__Page__
+++++

MLflow v0.8.0 Features Improved Experiment UI and Deployment Tools - dmatrix
https://databricks.com/blog/2018/11/21/mlflow-v0-8-0-features-improved-experiment-ui-and-deployment-tools.html
======
mlthoughts2018
As an ML engineer, I’ve found MLFlow to be really a disastrously bad way to
look at the problem. It’s something that managers or executives buy into
without understanding it, and my team of engineers (myself included) have
hated it.

There are many feature specific reasons, but the biggest thing is that
reproduction of experiments needs to be synonymous with code review and the
identically same version control system you use for other code or projects.

This way reproducibility is a genuine constraint on deployment and deployment
of an experiment, whether just training a toy model, incorporating new data,
or really launching a live experiment, is conditional on reproducibility and
code review of the code, settings, runtime configs, etc., that embodies it
totally.

+++++

__Supplied records__
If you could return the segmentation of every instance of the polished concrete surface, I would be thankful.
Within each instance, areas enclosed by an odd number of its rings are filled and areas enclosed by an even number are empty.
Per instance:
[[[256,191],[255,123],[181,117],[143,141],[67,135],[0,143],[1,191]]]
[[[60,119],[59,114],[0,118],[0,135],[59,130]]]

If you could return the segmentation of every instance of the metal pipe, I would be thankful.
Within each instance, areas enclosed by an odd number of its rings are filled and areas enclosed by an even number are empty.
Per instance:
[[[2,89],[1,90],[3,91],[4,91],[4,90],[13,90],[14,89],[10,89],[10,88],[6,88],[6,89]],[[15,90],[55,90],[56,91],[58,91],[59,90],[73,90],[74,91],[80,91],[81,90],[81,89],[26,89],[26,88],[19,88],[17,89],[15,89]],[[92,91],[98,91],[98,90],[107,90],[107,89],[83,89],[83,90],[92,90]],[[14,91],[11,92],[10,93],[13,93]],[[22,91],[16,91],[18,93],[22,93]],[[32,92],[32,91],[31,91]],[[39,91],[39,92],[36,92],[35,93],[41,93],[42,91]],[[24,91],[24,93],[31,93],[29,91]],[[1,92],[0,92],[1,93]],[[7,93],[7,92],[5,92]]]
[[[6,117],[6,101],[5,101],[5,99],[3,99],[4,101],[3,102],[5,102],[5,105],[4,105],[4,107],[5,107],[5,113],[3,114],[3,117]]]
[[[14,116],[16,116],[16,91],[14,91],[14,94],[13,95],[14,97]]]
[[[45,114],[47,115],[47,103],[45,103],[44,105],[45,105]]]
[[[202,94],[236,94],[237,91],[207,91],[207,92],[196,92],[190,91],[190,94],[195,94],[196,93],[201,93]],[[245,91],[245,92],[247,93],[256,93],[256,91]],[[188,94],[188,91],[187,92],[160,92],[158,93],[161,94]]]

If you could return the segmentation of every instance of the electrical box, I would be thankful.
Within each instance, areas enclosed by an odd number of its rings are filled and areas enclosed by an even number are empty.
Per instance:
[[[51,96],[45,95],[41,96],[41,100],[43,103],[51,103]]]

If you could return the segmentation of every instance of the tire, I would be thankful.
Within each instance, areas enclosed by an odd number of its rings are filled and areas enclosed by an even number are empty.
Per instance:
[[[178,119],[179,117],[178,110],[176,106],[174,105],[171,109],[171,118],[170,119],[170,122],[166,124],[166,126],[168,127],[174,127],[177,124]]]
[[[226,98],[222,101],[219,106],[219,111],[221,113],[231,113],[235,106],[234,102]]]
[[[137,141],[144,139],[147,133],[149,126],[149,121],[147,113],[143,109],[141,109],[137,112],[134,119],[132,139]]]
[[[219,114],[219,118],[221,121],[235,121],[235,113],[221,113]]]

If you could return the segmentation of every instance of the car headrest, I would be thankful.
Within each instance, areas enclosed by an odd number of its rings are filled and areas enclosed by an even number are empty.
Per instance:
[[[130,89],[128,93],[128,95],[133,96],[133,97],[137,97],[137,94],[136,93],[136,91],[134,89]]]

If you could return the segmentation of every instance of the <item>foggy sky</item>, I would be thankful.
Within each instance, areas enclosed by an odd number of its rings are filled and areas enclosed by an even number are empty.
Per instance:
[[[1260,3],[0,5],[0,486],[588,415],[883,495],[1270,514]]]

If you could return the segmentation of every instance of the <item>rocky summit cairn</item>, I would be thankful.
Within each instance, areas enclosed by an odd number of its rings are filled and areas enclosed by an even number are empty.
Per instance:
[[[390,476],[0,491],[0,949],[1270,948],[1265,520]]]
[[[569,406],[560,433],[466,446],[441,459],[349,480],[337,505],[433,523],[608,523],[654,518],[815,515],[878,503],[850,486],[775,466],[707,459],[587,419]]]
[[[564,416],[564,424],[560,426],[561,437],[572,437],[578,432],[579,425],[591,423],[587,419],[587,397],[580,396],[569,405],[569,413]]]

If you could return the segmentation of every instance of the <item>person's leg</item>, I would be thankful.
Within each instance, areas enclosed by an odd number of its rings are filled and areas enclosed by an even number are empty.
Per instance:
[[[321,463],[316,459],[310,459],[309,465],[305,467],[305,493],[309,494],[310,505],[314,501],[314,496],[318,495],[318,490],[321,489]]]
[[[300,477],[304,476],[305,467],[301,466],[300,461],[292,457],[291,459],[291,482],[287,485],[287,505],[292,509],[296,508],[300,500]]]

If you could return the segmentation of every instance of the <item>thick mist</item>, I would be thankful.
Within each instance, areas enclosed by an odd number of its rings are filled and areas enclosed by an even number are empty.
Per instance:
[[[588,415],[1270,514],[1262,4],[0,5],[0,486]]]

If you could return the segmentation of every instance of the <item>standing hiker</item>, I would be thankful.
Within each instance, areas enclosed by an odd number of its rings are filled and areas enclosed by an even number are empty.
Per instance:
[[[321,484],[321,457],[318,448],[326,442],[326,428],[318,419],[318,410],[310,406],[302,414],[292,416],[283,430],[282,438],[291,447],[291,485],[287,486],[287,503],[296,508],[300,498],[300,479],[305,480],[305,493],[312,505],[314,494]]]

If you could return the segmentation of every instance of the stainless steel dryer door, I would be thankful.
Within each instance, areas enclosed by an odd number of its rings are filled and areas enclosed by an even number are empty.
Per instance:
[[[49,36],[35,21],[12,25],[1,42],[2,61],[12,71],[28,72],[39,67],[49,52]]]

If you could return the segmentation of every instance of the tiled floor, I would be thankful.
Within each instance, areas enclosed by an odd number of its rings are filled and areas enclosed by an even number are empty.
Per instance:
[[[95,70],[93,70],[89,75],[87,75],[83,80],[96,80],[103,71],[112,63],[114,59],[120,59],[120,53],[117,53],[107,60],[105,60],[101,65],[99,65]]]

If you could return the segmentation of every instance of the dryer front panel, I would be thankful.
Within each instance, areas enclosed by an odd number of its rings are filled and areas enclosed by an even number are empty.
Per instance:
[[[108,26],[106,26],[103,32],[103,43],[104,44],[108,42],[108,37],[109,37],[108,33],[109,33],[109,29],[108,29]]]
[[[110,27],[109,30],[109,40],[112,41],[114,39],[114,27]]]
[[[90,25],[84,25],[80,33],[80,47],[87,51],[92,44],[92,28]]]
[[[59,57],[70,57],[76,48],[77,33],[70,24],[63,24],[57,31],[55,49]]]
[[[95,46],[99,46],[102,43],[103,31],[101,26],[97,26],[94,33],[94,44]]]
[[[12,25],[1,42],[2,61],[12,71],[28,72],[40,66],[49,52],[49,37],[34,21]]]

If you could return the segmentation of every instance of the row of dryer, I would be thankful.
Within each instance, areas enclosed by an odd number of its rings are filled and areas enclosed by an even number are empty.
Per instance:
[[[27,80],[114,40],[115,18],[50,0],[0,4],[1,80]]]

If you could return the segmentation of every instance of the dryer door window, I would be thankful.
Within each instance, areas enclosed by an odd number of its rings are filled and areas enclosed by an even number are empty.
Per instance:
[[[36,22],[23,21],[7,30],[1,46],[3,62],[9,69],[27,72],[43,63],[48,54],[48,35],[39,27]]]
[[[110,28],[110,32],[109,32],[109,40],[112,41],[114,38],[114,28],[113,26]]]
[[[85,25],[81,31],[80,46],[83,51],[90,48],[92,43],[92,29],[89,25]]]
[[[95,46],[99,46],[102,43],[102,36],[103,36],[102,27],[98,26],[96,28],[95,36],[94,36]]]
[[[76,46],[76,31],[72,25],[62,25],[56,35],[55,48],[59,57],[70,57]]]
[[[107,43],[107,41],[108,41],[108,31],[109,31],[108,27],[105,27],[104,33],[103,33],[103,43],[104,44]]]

+++++

__What you need to do__
- A) In the MLflow thread, what does the commenter say reproduction of experiments needs to be synonymous with?
- B) Please copy the MLflow thread again, beginning at the words "There are many" and stopping after "code or projects.", and swap "version control system" for "source control system".
- C) Extend the MLflow thread onward from its final sentence.
The listing has no connection to the MLflow thread.

__Solved tasks__
- A) Code review and the identically same version control system used for other code or projects.

- B)
There are many feature specific reasons, but the biggest thing is that
reproduction of experiments needs to be synonymous with code review and the
identically same source control system you use for other code or projects.

- C)
This is much better solved with containers, so that both runtime details and
software details are located in the same branch / change set, and a full
runtime artifact like a container can be built from them.

Then deployment is just whatever production deployment already is, usually
some CI tool that explains where a container (built from a PR of your
experiment branch for example) is deployed to run, along with whatever
monitoring or probe tracking tools you already use.

You can treat experiments just like any other deployable artifact, and monitor
their health or progress exactly the same.

Once you think of it this way, you realize that tools like ML Flow are
_categorically_ the wrong tool for the job, almost by definition, and they
exist mostly just to foster vendor lock-in or support reliance on some
commercial entity, in this case Databricks.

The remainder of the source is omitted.